By Wally DuChateau
Just in case you haven’t followed these columns long enough to know, this illustrious writer is a child of the Sixties. Though I’m certainly old enough to have been influenced by Elvis and the other stars of early rock ‘n’ roll, it was the hippie generation and really hard rock that pulled my soul loose from it’s moral roots and hung it out to dry.
As you probably realize, owing to the amount of publicity its anniversary has received, it has been 40 years since those “freaks” floated about in the fields of Woodstock on a sea of chemicals. Unfortunately, I wasn’t there. Instead, I was floating around in Seattle’s Blue Moon tavern – and, even though that was 3,000 miles from upstate New York, the atmosphere of both places were very similar. (Though Woodstock entertained more than 500,000 people, I still have a hard time believing all those who tell me they were there, actually were.)
Woodstock is often considered the apex of the hippie phenomenon, but a lot of “experienced commentators” disagree. For example, Ken Kesey. He felt the hippies peaked during the summer of 1967. (And, in fact, that’s when God reached down and slapped me in the face.)
Yet, generally speaking, I suspect the hippie eros pf peace and love reached its summit even earlier then that. At least that seemed true in the Haight-Ashbury district of San Francisco and that intersection was usually considered the movement’s home base. By the “Summer of Love,” speed, heroin and the Hell’s Angels had arrived on that scene and tens of thousands of teenagers were stumbling about in a mental fog from which they would never escape.

Dataset
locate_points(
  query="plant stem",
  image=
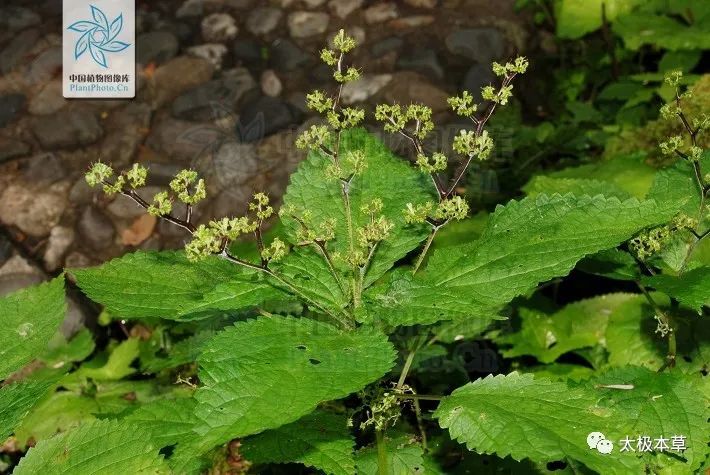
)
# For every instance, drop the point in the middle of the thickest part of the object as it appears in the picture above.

Request 1
Please print the Woodstock column word for word from "By Wally DuChateau" to "out to dry.".
Request 2
In the Woodstock column, when did Ken Kesey feel the hippies peaked?

Worked answer 1
By Wally DuChateau
Just in case you haven’t followed these columns long enough to know, this illustrious writer is a child of the Sixties. Though I’m certainly old enough to have been influenced by Elvis and the other stars of early rock ‘n’ roll, it was the hippie generation and really hard rock that pulled my soul loose from it’s moral roots and hung it out to dry.

Worked answer 2
During the summer of 1967.